15 de noviembre de 2012

Pan blanco, tabaco rubio

Por José Martí Gómez 

Ya de adulto supe que en la posguerra el gobierno había inventado el yogur sin leche y una gasolina sin gasolina y avanzó al mundo que iba a lanzar los vestidos de paja porque, decía la propaganda oficial, en España se hacen las mejores pajas del mundo, frase que a los más lúdicos sugería acciones pecaminosas.  También supe que un buen médico cuando salía a la sala de consulta y sabiendo que los pacientes ya se habían hecho las confidencias sobre sus enfermedades, no decía “que pase el siguiente” sino que decía “que pase el que esté más jodido”, y los allí presentes se miraban y coincidían en decirle a uno “pase usted, pase usted”.

Antes de saber esas cosas yo fui un niño fascinado por mujeres de largos faldones que en la calle Bailén musitaba a los viandantes “pan blanco, tabaco rubio”. Mi padre hablaba alguna veces con ellas. Tras el breve intercambio de palabras las mujeres se metían en un portal y salían con un paquete envuelto papel de periódico. Era pan blanco porque el tabaco rubio mi padre no se lo podía pagar. Es mi recuerdo más nítido de lo que fueron los años del estraperlo, años de hambre, de restricciones de agua y de luz, con pisos alumbrados espectralmente con luces de quinqué. Años con higiene de puchero de agua calentado en la cocina económica cargada con carbón y, una vez cada quince días, un baño como Dios manda en los llamados Baños Populares. Inviernos oscuros y fríos pasados junto al brasero que no calentaba más allá de los faldones de la mesa camilla pero me permitió, refugiándome debajo mientras jugaba, ver los muslos y las bragas de todas las amigas de mi mamá.

EJERCICIOS PROPUESTOS —
1. Responde con datos del texto sobre la posguerra:
(a) ¿Qué dos productos inventó el gobierno en la posguerra?
(b) ¿En qué calle estaban las mujeres de largos faldones?
(c) ¿Cada cuánto tiempo había un baño en los Baños Populares?
2. Traduce al inglés esta oración del texto sobre la posguerra: "Era pan blanco porque el tabaco rubio mi padre no se lo podía pagar."
3. Escribe la continuación del texto sobre la posguerra a partir de su última oración.
Las filas no intervienen en estos ejercicios.

DATOS PROPORCIONADOS —

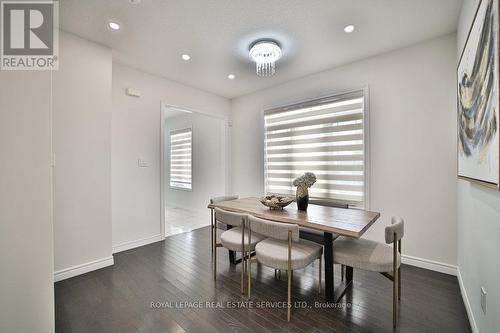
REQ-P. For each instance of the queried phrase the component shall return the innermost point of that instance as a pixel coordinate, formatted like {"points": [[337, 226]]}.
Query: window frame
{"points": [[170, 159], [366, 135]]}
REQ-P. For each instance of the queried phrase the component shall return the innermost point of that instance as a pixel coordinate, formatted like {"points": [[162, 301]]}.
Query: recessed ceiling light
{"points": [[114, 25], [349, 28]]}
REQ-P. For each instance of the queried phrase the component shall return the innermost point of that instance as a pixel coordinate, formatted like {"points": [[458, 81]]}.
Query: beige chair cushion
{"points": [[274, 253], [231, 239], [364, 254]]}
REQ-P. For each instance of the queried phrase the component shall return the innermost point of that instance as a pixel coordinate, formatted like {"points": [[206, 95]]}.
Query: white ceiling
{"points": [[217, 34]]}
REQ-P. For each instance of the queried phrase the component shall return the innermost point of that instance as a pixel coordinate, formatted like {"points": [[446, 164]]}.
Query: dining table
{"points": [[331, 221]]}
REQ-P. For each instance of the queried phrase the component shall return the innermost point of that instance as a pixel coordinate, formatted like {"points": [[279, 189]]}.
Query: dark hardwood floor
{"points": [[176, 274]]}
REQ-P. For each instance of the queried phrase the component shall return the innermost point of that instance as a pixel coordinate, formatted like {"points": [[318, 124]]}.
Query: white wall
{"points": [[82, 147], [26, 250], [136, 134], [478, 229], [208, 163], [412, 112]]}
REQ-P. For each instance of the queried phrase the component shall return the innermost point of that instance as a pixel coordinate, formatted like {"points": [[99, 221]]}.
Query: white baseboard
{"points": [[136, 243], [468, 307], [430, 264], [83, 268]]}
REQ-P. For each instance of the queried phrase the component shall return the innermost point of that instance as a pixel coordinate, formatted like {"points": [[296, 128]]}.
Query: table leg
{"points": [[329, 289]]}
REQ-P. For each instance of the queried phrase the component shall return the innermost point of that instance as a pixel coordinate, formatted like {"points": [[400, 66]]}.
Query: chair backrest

EJERCICIOS RESUELTOS —
1.
(a) El yogur sin leche y una gasolina sin gasolina.
(b) En la calle Bailén.
(c) Una vez cada quince días.

2. It was white bread because my father couldn't afford the blond tobacco.

3.
Dura y larga posguerra española, con fútbol jugado con pelotas de trapo en campos montados en medio de la calle, con las carteras colegiales haciendo de porterías. Había estraperlo con las cartillas de racionamiento, los colmados fiaban a los clientes que no podían pagar, los tranvías eran desvencijados y siempre llevaban gente colgada de los estribos, los taxis circulaban arrastrando un extraño artilugio llamado gasógeno, los cines de barrio eran los fines de semana, con dos películas y variedades en el intermedio, la escapatoria de un mundo gris para familias que en el cine no pasaban frío y soñaban mientras por su barbilla resbalaba el potaje que sacaban de las fiambreras y la pequeña farmacia del barrio era como una policlínica: el farmacéutico hablaba paternalmente con su clientela, les aconsejaba quémedicina tomar, les ponía inyecciones, hacía recetas magistrales y cuando veía que la cosa se ponía realmente mal –no había todavía penicilina– aconsejaba al paciente que ya era prácticamente de la familia que fuese a visitarse al médico. Los médicos que tenían algunas funerarias eran buenos. Los privados eran caros pero en los barrios había médicos que tenían clientela fidelizada a base de lo que se denominaba iguala. Los niños padecíamos de sabañones y cuando nos resfriábamos sacábamos mocos verdes. 

En ese contexto tuve una infancia muy feliz. Puede ser un contrasentido con ese panorama pero a veces esas cosas pasan.